• **Travail demandé**:
1 - D'après le texte sur la collusion, quel poste François Perreault a-t-il occupé chez Genivar ?
2 - Recopiez le texte sur la collusion de « Après avoir admis » à « concédé le témoin. ».

• **Texte source**:
• • • • •
Après avoir admis le partage systématique des contrats de la Ville de Montréal entre les firmes de génie, l'ingénieur François Perreault a assuré que la collusion était totalement absente des appels d'offres du ministère des Transports du Québec.

L'ex-vice-président de Genivar a soutenu que les firmes de génie ne s'entendaient pas pour se partager les contrats du MTQ, même si cette pratique était courante à Montréal. Il a expliqué ce phénomène en disant que la collusion montréalaise «est dirigée par le client. Il veut nourrir tout le monde et on est heureux».

François Perreault a tout de même reconnu que la multiplication des consortiums pour répondre aux appels d'offres peut donner l'apparence de conflit d'intérêts. Des ingénieurs travaillant fréquemment ensemble peuvent ainsi avoir à surveiller le travail l'un de l'autre. «C'est vrai que ça peut paraître incestueux», a concédé le témoin.
• • • • •
• **Jeu de données**:
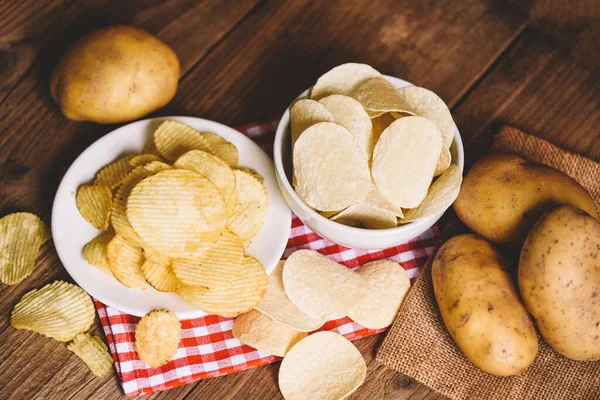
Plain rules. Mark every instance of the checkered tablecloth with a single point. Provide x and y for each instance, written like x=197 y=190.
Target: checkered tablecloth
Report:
• • • • •
• **Réponses par consigne**:
1 - Il en était l'ex-vice-président.

2 -
Après avoir admis le partage systématique des contrats de la Ville de Montréal entre les firmes de génie, l'ingénieur François Perreault a assuré que la collusion était totalement absente des appels d'offres du ministère des Transports du Québec.

L'ex-vice-président de Genivar a soutenu que les firmes de génie ne s'entendaient pas pour se partager les contrats du MTQ, même si cette pratique était courante à Montréal. Il a expliqué ce phénomène en disant que la collusion montréalaise «est dirigée par le client. Il veut nourrir tout le monde et on est heureux».

François Perreault a tout de même reconnu que la multiplication des consortiums pour répondre aux appels d'offres peut donner l'apparence de conflit d'intérêts. Des ingénieurs travaillant fréquemment ensemble peuvent ainsi avoir à surveiller le travail l'un de l'autre. «C'est vrai que ça peut paraître incestueux», a concédé le témoin.